| WHAT THE TASK ASKS |
In the abstract on human gastrulating stem cells, rewrite the paragraph beginning "Pluripotent stem cells (PSCs) have been derived" as a bulleted list that keeps its main facts.

++++ PAGE EXTRACT ++++

Establishment of human gastrulating stem cells with the capacity of stable differentiation into multiple gastrulating cell types.

Pluripotent stem cells (PSCs) have been derived from various species, but most culture systems stabilize only a single PSC type. By contrast, epiblast cells in vivo exist along a continuum and interact dynamically with both embryonic and extraembryonic cells, interactions missing in standard PSC cultures. This absence limits the self-organizing potential of PSCs and leads to disorganized tissue formation in teratomas. To address this, we developed a unified culture system that supports the stable differentiation of epiblast-like cells into multiple key human gastrulating cell types, collectively called human gastrulating stem cells (hGaSCs). hGaSCs, composed of endoderm-like, mesoderm-like, ectoderm-like, amnion ectoderm-like, and primordial germ cell-like cells, maintain a stable balance during long-term culture. In 3D culture, hGaSCs self-assemble into gastruloid-like structures (hGaSC-gastruloids) that model aspects of a Carnegie Stage 7 human embryo, including gastrulation and germ layer specification. Using hGaSC-gastruloids, we modeled the effects of valproic acid (VPA) on human gastrulation and uncovered molecular pathways underlying VPA-induced malformations. When transplanted into the seminiferous tubules, hGaSCs formed embryo-like structures, progressing through fetal tissue and organ development, unlike the disorganized growth seen in teratomas. In conclusion, hGaSCs provide a versatile platform to study human gastrulation, early organogenesis, developmental defects, and drug teratogenicity, with promising applications in tissue and organ generation from cultured stem cells.

++++ DATA SECTION ++++

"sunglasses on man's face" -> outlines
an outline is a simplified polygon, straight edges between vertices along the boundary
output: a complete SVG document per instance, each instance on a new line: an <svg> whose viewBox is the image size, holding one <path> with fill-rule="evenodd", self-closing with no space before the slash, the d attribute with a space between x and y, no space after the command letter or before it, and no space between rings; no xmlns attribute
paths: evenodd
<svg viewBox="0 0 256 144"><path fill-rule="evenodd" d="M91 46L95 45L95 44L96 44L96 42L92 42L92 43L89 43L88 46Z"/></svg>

++++

| EXERCISE SOLUTION |
- Most culture systems stabilize only one type of pluripotent stem cell (PSC), although PSCs have been derived from many species.
- In vivo, epiblast cells exist along a continuum and interact with embryonic and extraembryonic cells. Standard PSC cultures lack these interactions, which limits self-organization and leads to disorganized tissue in teratomas.
- A unified culture system was developed that supports stable differentiation of epiblast-like cells into several key human gastrulating cell types, called human gastrulating stem cells (hGaSCs).
- hGaSCs include endoderm-like, mesoderm-like, ectoderm-like, amnion ectoderm-like, and primordial germ cell-like cells, and they stay in stable balance during long-term culture.
- In 3D culture, they self-assemble into hGaSC-gastruloids that model aspects of a Carnegie Stage 7 human embryo, including gastrulation and germ layer specification.
- hGaSC-gastruloids were used to model the effects of valproic acid (VPA) on human gastrulation and revealed molecular pathways underlying VPA-induced malformations.
- When transplanted into seminiferous tubules, hGaSCs formed embryo-like structures that progressed through fetal tissue and organ development, unlike the disorganized growth of teratomas.
- hGaSCs offer a platform for studying human gastrulation, early organogenesis, developmental defects, and drug teratogenicity, with potential uses in generating tissues and organs from cultured stem cells.